Rewrite the forum thread on evaluating the limit, starting at "Homework Statement" and ending at "how to start.", and replace "trouble" with "difficulty".

-- Extracted text follows --

Evaluating Limit: n→∞ (n/(n+1)^n

[th3chemist]

Homework Statement

I'm sadly having trouble evaluating this limit.
lim n->∞ (n/(n+1)^n

Homework Equations

The Attempt at a Solution

I have not done limits for a while. I do remember you have to put it as e to the ln of it and attempt to rearrange it. Just not sure how to start.

 

[haruspex]

Try writing it as (1+1/n)^n and doing a binomial expansion.

 

[th3chemist]

Try writing it as (1+1/n)^n and doing a binomial expansion.

A binomial expansion?

 

[Mark44]

A different approach is to let y = (n/(n + 1))ⁿ and then take the ln of both sides. You can then take the limit, which will be amenable to L'Hopital's Rule (with a little manipulation first).

The idea is that under suitable conditions, the operations of taking the limit and taking the log can be interchanged.

 

[th3chemist]

A different approach is to let y = (n/(n + 1))ⁿ and then take the ln of both sides. You can then take the limit, which will be amenable to L'Hopital's Rule (with a little manipulation first).

The idea is that under suitable conditions, the operations of taking the limit and taking the log can be interchanged.

Won't that make it harder?

 

[Mark44]

Won't that make it harder?

Harder than what? The limit you have cannot be evaluated directly, as it is in the indeterminate form [1^∞].

The approach that I suggested gives you a way to evaluate this limit.

 

[th3chemist]

Harder than what? The limit you have cannot be evaluated directly, as it is in the indeterminate form [1^∞].

The approach that I suggested gives you a way to evaluate this limit.

Would I be able to write it in the form lim n-> ∞ e^ln((n/(1+n))^n)

-- Extracted text concluded --
-- Material provided follows --

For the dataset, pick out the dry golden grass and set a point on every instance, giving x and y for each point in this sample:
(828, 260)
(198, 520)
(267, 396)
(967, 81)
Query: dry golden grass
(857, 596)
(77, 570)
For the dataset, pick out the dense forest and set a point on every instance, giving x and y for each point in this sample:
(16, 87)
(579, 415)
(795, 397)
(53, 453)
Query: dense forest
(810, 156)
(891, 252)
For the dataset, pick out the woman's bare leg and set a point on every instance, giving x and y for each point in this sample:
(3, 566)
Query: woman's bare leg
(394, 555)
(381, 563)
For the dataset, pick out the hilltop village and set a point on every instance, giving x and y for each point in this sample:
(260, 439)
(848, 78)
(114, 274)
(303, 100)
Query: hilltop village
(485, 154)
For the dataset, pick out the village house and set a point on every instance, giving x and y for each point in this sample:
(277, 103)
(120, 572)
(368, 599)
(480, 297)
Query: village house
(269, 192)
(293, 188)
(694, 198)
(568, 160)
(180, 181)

-- Material provided concluded --

◆ Answer to this problem
Homework Statement

I'm sadly having difficulty evaluating this limit.
lim n->∞ (n/(n+1)^n

Homework Equations

The Attempt at a Solution

I have not done limits for a while. I do remember you have to put it as e to the ln of it and attempt to rearrange it. Just not sure how to start.